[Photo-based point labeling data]

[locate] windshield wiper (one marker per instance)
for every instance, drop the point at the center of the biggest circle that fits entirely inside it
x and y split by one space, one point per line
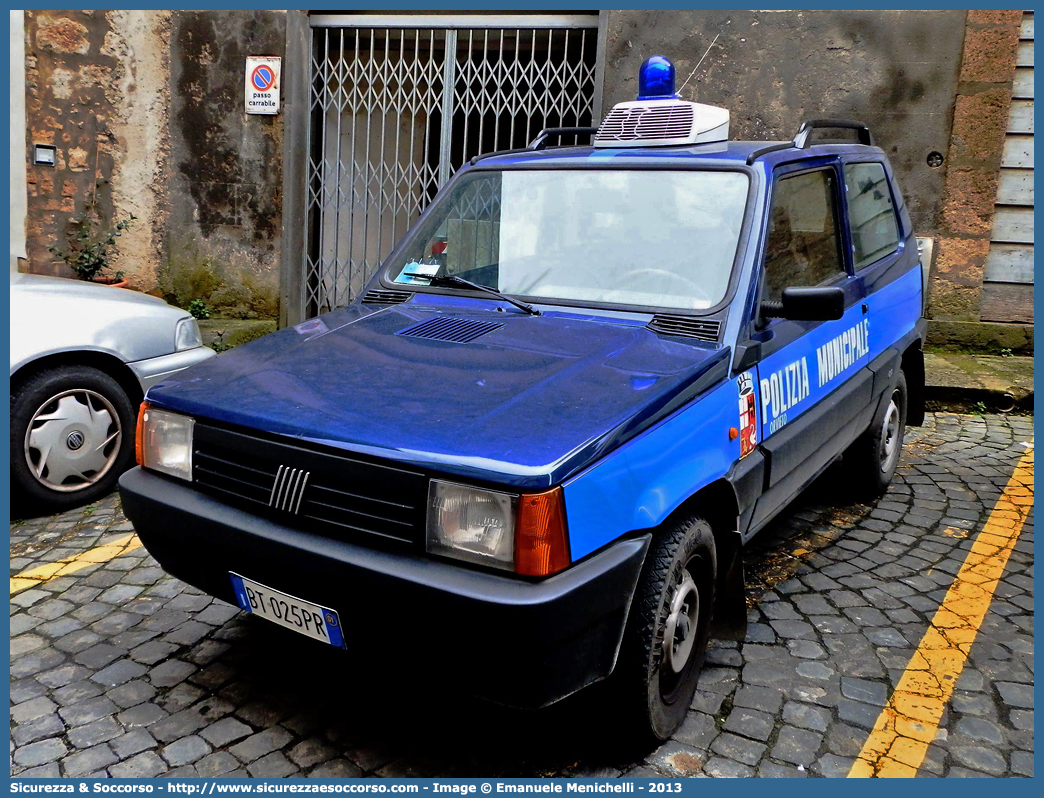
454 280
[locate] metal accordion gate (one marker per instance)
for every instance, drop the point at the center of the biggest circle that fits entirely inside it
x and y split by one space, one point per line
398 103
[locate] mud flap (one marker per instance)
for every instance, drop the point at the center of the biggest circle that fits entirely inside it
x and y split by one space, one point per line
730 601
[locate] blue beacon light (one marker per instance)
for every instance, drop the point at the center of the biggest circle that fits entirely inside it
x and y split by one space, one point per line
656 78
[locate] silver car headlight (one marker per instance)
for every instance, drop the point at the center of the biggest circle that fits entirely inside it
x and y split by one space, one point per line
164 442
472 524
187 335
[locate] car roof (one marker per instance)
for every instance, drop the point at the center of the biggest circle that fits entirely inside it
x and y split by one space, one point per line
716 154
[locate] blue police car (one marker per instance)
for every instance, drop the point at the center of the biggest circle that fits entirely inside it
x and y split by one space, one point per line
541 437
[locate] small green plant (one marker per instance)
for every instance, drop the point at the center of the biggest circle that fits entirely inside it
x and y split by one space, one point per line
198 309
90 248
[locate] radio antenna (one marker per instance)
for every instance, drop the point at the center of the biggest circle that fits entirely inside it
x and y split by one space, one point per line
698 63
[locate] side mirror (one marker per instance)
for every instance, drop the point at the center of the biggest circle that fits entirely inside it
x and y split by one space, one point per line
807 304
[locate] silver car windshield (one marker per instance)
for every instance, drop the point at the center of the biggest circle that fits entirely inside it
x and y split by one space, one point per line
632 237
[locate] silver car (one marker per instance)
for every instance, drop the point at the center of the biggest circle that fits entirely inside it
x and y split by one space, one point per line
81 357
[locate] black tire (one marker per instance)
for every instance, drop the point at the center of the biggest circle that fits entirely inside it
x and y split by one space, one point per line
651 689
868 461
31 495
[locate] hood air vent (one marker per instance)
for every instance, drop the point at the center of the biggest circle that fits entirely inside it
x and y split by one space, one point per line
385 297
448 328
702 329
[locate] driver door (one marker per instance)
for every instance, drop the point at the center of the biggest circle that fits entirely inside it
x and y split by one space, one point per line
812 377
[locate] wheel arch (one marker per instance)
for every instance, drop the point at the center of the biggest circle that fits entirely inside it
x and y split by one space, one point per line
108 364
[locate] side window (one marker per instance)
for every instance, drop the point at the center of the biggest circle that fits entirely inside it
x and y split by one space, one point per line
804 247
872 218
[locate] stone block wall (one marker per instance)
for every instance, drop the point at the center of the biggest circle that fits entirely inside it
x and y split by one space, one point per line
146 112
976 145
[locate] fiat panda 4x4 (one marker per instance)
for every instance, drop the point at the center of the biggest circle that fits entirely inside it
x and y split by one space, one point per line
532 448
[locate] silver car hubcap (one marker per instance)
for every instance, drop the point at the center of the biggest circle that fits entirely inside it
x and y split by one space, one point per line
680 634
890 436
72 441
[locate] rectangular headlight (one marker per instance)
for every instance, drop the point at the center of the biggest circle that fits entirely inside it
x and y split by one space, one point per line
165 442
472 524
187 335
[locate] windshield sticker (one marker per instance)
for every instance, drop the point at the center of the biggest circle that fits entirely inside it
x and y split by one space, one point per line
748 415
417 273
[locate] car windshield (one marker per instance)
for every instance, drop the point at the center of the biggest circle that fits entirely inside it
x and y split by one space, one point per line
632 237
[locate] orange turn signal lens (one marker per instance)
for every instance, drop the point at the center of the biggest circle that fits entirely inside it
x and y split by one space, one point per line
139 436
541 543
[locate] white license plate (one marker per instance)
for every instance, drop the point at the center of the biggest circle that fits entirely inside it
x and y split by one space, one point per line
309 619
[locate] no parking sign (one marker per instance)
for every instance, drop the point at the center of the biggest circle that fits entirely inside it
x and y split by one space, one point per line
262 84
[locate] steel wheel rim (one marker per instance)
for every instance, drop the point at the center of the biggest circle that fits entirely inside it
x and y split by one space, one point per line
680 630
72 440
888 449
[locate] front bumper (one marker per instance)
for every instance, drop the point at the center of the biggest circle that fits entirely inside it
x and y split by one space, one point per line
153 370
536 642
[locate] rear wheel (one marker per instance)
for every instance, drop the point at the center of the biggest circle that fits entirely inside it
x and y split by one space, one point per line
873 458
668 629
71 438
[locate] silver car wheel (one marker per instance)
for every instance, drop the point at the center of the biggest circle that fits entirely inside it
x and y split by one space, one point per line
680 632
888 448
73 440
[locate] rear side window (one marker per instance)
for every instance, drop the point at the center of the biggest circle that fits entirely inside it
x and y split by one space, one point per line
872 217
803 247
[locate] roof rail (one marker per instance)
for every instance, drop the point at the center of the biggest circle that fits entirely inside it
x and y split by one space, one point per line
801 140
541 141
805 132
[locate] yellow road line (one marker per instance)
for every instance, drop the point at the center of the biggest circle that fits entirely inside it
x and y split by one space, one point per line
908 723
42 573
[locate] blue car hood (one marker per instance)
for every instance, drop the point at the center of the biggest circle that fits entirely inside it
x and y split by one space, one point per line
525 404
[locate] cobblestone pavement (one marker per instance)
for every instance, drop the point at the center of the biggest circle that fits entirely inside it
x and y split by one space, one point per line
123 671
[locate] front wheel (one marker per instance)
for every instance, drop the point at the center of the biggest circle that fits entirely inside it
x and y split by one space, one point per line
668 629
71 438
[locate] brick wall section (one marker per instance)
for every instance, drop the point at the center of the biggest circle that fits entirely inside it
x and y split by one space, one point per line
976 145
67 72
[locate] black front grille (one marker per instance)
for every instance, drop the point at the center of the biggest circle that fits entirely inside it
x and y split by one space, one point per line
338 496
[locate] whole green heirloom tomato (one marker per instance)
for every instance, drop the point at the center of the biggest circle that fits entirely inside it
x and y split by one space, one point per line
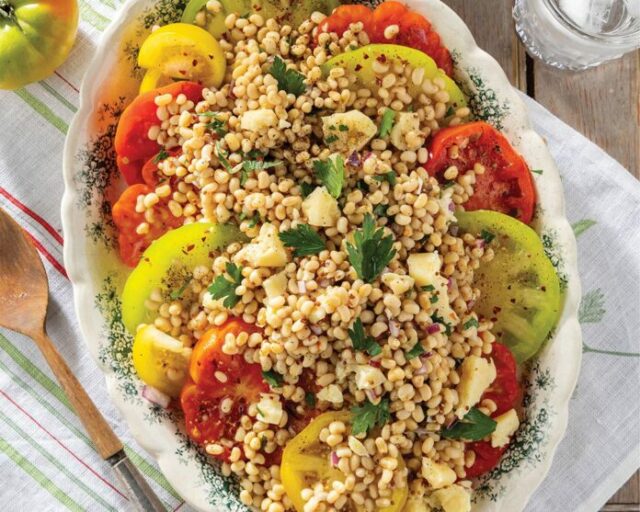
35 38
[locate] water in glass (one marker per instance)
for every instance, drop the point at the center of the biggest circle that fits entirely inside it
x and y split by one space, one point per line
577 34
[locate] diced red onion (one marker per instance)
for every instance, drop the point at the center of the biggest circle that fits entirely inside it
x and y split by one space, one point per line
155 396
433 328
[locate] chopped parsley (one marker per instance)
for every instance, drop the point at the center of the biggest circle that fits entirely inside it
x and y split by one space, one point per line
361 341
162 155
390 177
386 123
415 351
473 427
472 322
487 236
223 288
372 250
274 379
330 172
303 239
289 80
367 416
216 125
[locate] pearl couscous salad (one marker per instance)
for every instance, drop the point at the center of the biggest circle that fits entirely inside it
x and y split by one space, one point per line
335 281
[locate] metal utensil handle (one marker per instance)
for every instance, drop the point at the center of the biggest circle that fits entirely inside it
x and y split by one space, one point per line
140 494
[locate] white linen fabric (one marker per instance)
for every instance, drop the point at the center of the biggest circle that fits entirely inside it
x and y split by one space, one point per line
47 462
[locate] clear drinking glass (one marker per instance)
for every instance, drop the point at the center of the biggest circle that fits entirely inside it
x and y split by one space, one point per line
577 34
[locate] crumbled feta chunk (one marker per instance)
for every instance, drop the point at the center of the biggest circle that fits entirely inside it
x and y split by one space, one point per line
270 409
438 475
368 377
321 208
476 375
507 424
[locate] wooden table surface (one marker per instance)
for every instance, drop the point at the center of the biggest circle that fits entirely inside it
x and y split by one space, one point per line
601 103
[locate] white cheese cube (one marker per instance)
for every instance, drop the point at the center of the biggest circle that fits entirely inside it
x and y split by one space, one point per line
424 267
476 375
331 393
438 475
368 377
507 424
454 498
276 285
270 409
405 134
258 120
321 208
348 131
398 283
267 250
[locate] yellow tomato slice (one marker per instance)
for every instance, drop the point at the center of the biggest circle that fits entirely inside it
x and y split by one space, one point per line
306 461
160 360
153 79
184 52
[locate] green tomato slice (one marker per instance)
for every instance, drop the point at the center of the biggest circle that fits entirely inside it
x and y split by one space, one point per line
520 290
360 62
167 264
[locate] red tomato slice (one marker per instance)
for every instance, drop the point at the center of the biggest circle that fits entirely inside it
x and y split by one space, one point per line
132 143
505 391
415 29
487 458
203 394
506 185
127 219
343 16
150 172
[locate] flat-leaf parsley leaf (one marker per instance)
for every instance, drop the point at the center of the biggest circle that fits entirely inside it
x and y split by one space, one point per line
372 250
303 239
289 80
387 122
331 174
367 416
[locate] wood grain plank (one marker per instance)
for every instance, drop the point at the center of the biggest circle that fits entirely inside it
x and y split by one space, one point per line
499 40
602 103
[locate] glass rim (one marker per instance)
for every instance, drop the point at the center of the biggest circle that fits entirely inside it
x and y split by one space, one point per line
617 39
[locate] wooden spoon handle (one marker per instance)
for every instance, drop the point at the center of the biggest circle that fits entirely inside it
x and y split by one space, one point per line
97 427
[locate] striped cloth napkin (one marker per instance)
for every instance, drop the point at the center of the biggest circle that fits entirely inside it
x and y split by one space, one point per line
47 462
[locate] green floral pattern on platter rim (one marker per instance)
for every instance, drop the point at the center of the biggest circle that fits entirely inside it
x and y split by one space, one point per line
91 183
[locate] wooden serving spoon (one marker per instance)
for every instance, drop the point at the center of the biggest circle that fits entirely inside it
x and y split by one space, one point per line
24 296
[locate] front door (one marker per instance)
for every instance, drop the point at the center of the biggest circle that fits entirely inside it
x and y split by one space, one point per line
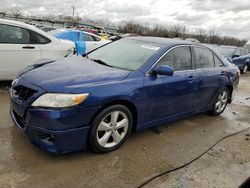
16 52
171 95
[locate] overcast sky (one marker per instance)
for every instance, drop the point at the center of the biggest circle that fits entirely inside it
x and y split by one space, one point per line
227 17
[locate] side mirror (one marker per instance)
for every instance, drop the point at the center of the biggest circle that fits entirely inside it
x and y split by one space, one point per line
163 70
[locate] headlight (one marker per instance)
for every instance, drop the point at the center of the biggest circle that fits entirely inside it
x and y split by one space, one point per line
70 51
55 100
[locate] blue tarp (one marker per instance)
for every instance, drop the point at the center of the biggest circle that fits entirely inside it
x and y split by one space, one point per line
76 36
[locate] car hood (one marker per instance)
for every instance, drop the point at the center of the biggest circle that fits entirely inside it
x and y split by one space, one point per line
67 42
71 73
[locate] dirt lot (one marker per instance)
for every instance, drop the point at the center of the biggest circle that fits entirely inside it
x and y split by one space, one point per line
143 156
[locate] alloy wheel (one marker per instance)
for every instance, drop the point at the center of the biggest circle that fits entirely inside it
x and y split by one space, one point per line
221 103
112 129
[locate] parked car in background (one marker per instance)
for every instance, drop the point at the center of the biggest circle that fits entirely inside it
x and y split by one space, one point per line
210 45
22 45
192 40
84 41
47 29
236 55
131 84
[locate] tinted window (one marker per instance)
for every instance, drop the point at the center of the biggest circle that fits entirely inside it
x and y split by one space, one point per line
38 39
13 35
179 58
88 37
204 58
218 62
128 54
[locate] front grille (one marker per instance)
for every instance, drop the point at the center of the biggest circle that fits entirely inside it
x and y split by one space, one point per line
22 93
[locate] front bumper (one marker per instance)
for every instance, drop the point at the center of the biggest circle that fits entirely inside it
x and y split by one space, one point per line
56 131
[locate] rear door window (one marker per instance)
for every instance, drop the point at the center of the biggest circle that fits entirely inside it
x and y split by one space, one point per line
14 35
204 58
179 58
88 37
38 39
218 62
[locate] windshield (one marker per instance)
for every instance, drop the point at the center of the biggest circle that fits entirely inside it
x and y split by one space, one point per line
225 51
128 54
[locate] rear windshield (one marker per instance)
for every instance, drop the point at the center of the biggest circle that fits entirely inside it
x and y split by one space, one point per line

-- Problem to work on --
Repeat, character for character, the lines from the one that holds "[locate] parked car" to the final line of the material, inclusive, and no other lines.

-- Task response --
[locate] parked car in background (one marker per instance)
for every instance, drop the point at the center of the biggest circle that fits entirely inside it
x and y split by one space, one point per line
210 45
22 45
192 40
84 41
47 29
236 55
131 84
[locate] tinted window (one marker per instance)
for every instance, drop the point at the center of the biggest circle that fits entirely inside it
x and y split by one space, one point per line
38 39
13 35
179 58
88 37
204 58
218 62
128 54
[locate] front grille (one marker per instance)
for every instance, drop the point at the center of the biggest circle that fits entirely inside it
x and y split by one space, one point per line
22 93
[locate] front bumper (one marker per instance)
for every instance, drop the point at the center of the biggest circle that fits entirely inside it
x and y split by one space, one point per line
56 131
[locate] rear door window (one marker per instance)
for every instance, drop the point at the center of the biggest circle that fits entirely inside it
x and y split by one space, one point per line
14 35
204 58
179 58
88 37
38 39
218 62
[locate] windshield (one marker per instance)
for every instance, drop the point at the center of the biggest circle that fits entirely inside it
x and y split by one space, one point per line
225 51
128 54
[locate] rear windshield (one marker per instance)
for every instance, drop the point at the center of the biggest circle that fits entirely inside it
x and y split by one space, one point per line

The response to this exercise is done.